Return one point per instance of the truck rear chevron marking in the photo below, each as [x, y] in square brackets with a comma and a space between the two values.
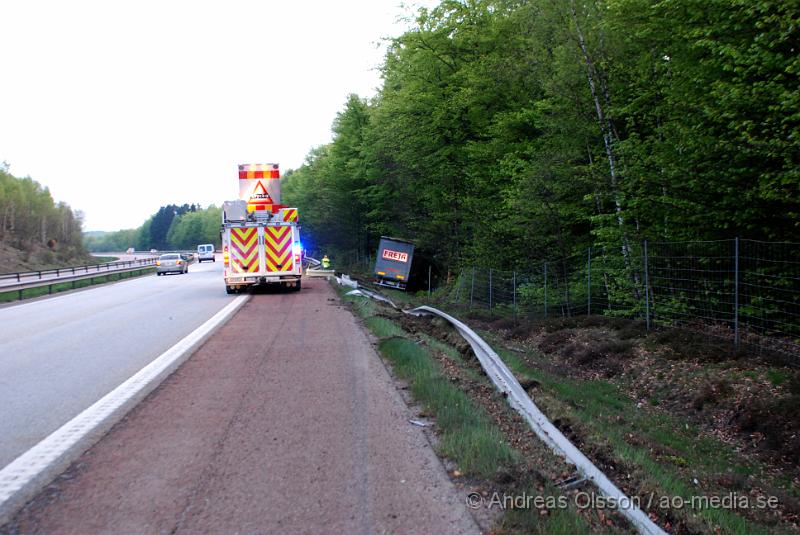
[278, 242]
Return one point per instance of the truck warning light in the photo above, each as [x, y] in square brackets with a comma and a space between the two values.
[388, 254]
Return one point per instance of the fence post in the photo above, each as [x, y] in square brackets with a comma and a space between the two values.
[545, 290]
[472, 288]
[490, 291]
[646, 287]
[429, 280]
[736, 295]
[514, 292]
[589, 285]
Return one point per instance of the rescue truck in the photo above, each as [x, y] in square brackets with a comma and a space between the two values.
[260, 236]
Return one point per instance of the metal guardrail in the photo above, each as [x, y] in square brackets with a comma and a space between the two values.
[52, 281]
[505, 381]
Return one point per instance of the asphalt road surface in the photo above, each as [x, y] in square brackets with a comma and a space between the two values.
[285, 421]
[61, 354]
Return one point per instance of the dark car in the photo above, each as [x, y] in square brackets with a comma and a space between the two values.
[171, 263]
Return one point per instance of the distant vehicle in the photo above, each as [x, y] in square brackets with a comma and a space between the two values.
[171, 263]
[205, 252]
[393, 263]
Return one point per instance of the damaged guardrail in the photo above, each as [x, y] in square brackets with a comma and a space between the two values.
[518, 398]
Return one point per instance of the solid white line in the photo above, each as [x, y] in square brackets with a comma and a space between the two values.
[21, 479]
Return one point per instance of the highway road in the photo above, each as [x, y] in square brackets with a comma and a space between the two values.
[59, 355]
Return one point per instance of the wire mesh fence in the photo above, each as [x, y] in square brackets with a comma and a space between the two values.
[742, 290]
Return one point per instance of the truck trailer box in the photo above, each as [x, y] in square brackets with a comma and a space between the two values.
[393, 263]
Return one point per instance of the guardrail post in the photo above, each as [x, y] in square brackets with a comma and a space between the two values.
[545, 290]
[514, 292]
[490, 291]
[646, 288]
[736, 294]
[429, 280]
[472, 288]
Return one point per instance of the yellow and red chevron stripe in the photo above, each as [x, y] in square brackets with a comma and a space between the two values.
[278, 241]
[244, 250]
[290, 215]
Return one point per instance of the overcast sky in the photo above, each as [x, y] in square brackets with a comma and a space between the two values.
[122, 107]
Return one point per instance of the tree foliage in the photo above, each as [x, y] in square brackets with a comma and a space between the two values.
[30, 219]
[507, 131]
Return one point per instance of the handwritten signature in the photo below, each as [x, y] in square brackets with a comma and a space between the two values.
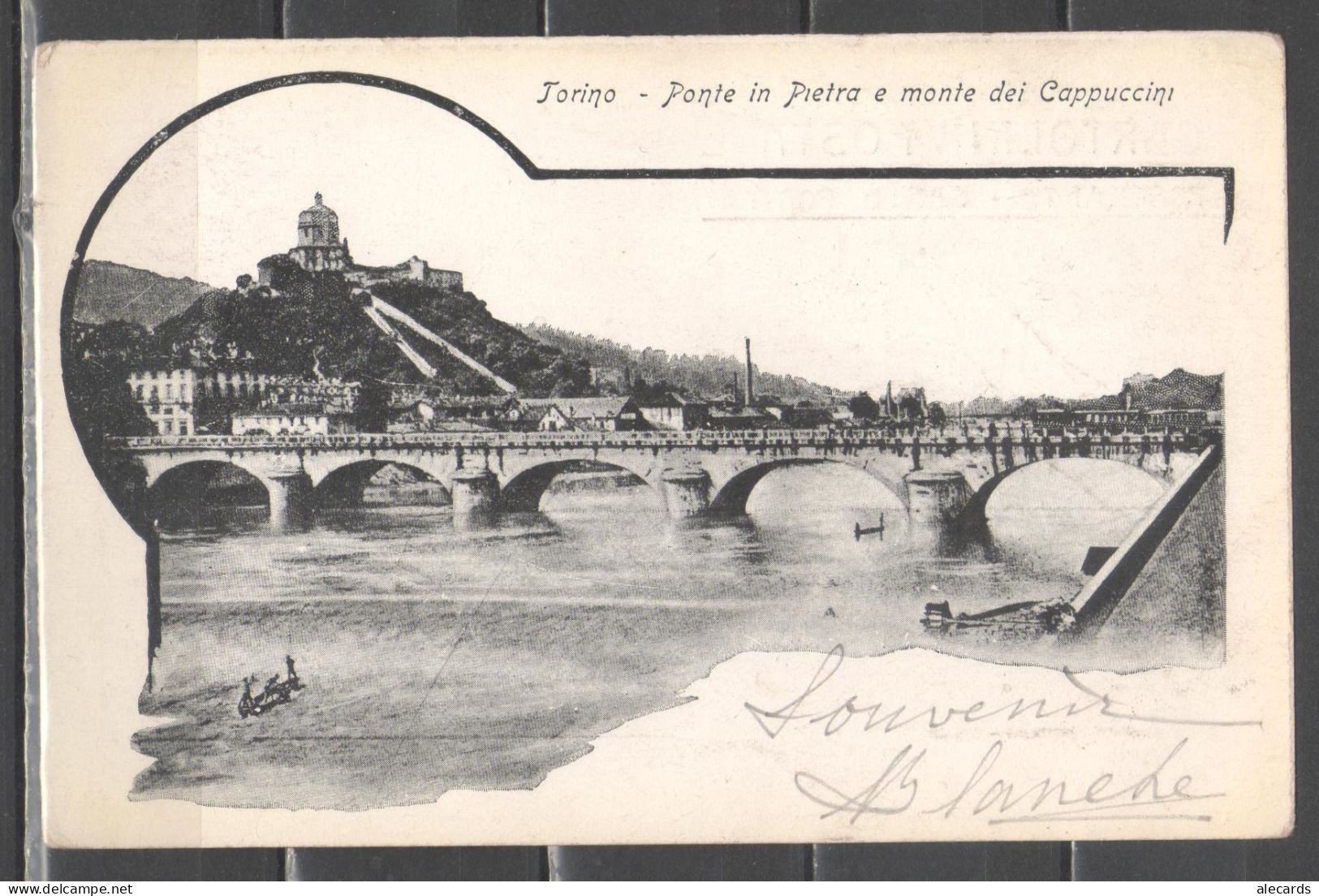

YOUR INSTRUCTIONS: Copy out every line of the records above word for word, leaving out the pictures.

SOLUTION:
Return one point per instance of the truck rear chevron marking in the photo below, each as [x, y] in square brackets with a comma and a space between the two values.
[278, 242]
Return one point per instance of the truck warning light in the photo above, each as [x, y] in square brackets with a comma and a space between the two values.
[388, 254]
Return one point per instance of the fence post in the photo above, each as [x, y] in square brackets with a comma and a space between the two values.
[545, 290]
[472, 288]
[490, 291]
[646, 287]
[429, 280]
[736, 295]
[514, 292]
[589, 285]
Return one point per instance of the rescue truck in the photo above, each as [x, y] in square brackets with a comma and a space between the two values.
[260, 236]
Return one point per instance of the metal guardrail in the photo above, each as [x, y] in square brackets with a comma and a space between the two values.
[52, 281]
[505, 381]
Return one point per instance of the asphalt road surface in the photo above, each as [x, y] in square brackets with a comma and a space between the two values.
[285, 421]
[61, 354]
Return one point per instance of the dark car in the photo above, each as [x, y] in square brackets with a comma and a space between the two values.
[171, 263]
Return one point per instance of the distant vehicle in the photo above, each as [x, y] in square brackets with a comma and a space between the two values.
[171, 263]
[205, 252]
[393, 263]
Return one point per instance of the damaged guardrail in the photo above, each as [x, y] in square brackets with a comma and a space between the two values.
[518, 398]
Return one point per instance of the solid white line in the photo above, each as [x, y] in square brackets with a comma and a space between the two values.
[21, 479]
Return one point per instance of the highway road in the photo above, each as [x, y] in square brackets with a comma and a space between the two values.
[59, 355]
Return one point per instance of the wire mesh fence in the photo above, each as [x, y] in square brackets with a comma and a space between the two values.
[742, 290]
Return one point per instance of the truck trailer box in the photo above, each as [x, y] in square brackets with a comma and a space between the two values.
[393, 263]
Return one point per instance of the guardrail post in the photo above, each as [x, y] in square brackets with a comma and a space between the two values.
[545, 290]
[514, 292]
[490, 291]
[646, 288]
[736, 294]
[429, 280]
[472, 288]
Return one point per instance of the yellow and red chevron stripe in the photo above, each as [x, y] in square brackets with a comma and a space between the two values.
[278, 241]
[244, 250]
[290, 215]
Return one point per instance of the overcast sky in the photo above, each as [x, y] in square brackets with a comma and a space between the two values.
[122, 107]
Return one point per instance of the tree foliage in the photo above, each as [x, y] in square brackets with a comma and a space between the two values.
[30, 219]
[507, 131]
Return one point per instance of the handwritten signature in the photo below, each as [x, y] in square brackets with a comma and a space between the two values.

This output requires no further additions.